-- start --
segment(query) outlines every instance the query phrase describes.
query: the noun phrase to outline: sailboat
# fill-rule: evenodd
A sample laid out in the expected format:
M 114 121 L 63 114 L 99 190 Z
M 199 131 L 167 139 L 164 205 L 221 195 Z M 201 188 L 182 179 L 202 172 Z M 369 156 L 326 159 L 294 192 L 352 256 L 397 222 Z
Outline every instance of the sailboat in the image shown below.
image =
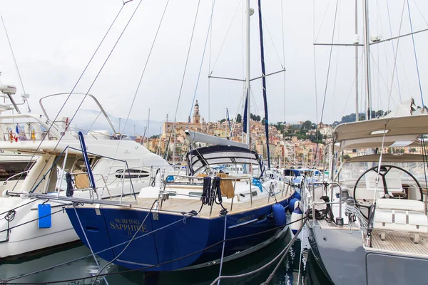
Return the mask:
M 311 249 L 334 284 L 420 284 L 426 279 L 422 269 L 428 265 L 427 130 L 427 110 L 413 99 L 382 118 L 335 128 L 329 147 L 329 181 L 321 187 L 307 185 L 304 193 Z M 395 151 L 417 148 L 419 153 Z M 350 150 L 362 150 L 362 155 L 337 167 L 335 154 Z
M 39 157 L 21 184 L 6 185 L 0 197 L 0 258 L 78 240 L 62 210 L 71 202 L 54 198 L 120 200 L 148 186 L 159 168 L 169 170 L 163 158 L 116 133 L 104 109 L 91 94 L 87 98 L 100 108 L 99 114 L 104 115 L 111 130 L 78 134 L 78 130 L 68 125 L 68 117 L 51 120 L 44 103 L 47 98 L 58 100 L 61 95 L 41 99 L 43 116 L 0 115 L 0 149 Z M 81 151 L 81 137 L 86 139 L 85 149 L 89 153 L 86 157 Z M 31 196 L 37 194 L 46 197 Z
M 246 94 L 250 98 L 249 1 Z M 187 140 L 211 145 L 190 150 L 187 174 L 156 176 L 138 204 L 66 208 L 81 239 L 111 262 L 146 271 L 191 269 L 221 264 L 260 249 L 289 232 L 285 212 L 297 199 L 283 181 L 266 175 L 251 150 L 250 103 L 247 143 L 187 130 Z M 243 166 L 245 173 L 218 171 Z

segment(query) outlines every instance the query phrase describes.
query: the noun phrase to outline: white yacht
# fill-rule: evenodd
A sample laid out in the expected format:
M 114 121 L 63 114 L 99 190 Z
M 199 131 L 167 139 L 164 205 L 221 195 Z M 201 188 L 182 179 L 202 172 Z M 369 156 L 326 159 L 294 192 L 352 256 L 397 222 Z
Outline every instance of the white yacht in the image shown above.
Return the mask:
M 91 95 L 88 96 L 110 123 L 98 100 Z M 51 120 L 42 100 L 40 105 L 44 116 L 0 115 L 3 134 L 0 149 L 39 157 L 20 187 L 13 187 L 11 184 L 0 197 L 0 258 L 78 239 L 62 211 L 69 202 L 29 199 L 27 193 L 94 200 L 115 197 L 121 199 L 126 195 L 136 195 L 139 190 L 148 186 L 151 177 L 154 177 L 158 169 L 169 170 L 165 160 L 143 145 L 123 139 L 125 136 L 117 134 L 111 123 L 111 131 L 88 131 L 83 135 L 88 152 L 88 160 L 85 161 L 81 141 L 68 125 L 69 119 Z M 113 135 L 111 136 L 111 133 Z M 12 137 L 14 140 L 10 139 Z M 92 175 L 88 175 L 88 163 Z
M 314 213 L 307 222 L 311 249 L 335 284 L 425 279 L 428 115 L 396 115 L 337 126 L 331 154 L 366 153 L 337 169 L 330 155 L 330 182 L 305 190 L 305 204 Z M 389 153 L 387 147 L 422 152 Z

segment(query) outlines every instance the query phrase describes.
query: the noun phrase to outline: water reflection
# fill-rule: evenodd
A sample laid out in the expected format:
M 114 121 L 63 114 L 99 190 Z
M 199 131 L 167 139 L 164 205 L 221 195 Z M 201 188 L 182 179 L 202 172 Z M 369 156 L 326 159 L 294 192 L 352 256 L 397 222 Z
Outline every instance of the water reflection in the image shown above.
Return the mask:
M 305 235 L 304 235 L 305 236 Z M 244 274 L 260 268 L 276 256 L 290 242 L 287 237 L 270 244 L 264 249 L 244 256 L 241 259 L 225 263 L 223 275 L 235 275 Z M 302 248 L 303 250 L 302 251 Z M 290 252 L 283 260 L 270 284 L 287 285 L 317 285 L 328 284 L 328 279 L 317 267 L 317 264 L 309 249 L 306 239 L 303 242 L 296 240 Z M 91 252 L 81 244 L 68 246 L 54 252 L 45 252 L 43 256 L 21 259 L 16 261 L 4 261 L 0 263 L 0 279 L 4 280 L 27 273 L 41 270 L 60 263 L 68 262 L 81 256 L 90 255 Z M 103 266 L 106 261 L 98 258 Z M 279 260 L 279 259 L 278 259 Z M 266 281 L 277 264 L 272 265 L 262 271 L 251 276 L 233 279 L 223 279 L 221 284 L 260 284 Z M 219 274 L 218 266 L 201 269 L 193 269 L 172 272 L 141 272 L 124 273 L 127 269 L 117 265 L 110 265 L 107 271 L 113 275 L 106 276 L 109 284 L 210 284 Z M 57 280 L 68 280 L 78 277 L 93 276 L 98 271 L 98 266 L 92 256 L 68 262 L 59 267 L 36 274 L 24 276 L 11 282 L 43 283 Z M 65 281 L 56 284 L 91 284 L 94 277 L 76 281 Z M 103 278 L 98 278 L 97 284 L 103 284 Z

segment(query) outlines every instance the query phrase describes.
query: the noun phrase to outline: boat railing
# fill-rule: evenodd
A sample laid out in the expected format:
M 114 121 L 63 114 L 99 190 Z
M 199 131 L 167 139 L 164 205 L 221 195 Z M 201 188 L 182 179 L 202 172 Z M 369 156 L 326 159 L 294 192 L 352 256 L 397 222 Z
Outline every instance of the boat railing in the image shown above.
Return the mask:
-- end --
-- start --
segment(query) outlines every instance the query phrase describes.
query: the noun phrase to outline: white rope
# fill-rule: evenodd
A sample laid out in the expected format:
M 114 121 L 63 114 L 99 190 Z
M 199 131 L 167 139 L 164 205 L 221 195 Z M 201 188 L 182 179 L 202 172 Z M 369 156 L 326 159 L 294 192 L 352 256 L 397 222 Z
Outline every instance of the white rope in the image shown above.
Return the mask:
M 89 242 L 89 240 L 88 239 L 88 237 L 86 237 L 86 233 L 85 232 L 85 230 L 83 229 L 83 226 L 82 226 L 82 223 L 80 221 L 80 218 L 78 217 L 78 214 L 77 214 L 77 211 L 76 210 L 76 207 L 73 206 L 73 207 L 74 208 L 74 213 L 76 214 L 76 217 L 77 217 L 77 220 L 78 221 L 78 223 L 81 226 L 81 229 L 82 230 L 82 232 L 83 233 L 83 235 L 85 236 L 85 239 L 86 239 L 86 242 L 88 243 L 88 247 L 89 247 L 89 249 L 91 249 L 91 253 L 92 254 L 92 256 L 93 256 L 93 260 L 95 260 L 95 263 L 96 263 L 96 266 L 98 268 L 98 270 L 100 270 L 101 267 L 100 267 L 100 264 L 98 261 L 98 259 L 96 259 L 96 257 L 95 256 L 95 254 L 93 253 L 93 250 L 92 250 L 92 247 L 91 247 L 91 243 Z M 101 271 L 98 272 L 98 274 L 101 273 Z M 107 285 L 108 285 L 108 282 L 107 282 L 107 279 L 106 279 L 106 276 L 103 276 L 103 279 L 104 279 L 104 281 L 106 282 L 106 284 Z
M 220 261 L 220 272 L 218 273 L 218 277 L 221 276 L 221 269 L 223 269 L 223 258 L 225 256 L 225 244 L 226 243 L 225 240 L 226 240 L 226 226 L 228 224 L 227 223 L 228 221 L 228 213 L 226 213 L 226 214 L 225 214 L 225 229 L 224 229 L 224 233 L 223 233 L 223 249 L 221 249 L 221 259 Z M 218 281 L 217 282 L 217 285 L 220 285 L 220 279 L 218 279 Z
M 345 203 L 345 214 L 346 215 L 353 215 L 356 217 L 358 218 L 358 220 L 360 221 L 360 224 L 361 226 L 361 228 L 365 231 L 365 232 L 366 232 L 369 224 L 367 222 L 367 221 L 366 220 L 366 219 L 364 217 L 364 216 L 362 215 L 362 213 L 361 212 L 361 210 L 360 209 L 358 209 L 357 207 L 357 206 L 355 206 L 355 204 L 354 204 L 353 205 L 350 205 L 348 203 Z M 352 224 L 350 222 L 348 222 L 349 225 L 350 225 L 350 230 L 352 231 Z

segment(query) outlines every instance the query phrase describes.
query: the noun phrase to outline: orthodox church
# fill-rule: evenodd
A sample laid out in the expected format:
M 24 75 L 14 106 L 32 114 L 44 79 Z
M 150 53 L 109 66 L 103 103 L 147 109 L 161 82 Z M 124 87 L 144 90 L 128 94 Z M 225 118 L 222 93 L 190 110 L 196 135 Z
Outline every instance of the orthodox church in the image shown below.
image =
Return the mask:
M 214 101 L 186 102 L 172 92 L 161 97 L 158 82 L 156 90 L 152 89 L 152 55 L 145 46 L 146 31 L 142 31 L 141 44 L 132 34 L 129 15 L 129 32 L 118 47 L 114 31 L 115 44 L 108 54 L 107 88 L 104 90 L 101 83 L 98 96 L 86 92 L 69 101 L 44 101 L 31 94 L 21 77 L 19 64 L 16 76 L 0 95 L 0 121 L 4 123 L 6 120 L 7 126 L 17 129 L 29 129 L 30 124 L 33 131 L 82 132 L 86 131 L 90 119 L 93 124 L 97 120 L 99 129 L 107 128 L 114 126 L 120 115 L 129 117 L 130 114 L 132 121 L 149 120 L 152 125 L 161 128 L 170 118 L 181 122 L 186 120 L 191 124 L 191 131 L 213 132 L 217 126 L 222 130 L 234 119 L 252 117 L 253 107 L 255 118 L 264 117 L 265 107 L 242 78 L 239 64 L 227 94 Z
-- end --
-- start --
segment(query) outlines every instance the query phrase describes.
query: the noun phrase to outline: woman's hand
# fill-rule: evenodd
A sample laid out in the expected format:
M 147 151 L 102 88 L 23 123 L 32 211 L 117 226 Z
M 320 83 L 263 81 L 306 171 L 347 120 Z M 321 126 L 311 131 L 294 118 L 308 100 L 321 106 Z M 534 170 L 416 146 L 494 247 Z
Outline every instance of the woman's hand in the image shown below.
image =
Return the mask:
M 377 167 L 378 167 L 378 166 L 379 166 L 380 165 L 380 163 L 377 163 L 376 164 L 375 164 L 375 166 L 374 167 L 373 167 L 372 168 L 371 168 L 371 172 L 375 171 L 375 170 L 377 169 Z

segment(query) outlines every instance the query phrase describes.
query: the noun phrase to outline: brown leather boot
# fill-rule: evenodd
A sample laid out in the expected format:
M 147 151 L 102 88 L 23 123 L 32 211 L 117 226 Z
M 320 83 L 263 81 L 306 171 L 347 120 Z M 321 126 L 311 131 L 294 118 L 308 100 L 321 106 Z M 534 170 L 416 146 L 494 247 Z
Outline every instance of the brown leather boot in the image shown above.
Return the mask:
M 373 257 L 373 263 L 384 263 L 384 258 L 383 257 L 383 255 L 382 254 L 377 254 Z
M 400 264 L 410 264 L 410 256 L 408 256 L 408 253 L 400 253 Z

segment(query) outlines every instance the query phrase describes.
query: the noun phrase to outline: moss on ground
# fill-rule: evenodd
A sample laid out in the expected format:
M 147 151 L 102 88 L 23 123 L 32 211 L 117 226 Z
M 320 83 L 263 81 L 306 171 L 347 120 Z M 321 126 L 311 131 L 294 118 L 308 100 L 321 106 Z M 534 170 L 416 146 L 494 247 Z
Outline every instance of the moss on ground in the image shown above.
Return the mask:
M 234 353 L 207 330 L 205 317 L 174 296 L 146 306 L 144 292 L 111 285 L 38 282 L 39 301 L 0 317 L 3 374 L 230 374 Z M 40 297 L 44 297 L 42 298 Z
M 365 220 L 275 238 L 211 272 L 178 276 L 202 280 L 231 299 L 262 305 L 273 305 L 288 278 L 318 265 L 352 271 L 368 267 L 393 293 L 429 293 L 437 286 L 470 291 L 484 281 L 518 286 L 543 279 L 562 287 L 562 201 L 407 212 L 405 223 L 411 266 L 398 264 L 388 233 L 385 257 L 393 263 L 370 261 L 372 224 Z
-- end --
### Exercise
Pull out every line of the data above that contains the string "shown", matching case exactly.

### The response
Outline every instance of the sailboat in the image shown below.
Outline every instance of the white yacht in the image shown above.
Outline every instance of the water reflection in the image shown above.
Outline every instance of the boat railing in the image shown above.
Outline every instance of the white rope in the image shown above.
Outline every instance of the orthodox church in the image shown below.
Outline every instance of the woman's hand in the image shown below.
Outline every instance of the brown leather boot in the image shown above.
Outline every instance of the moss on ground in the image shown above.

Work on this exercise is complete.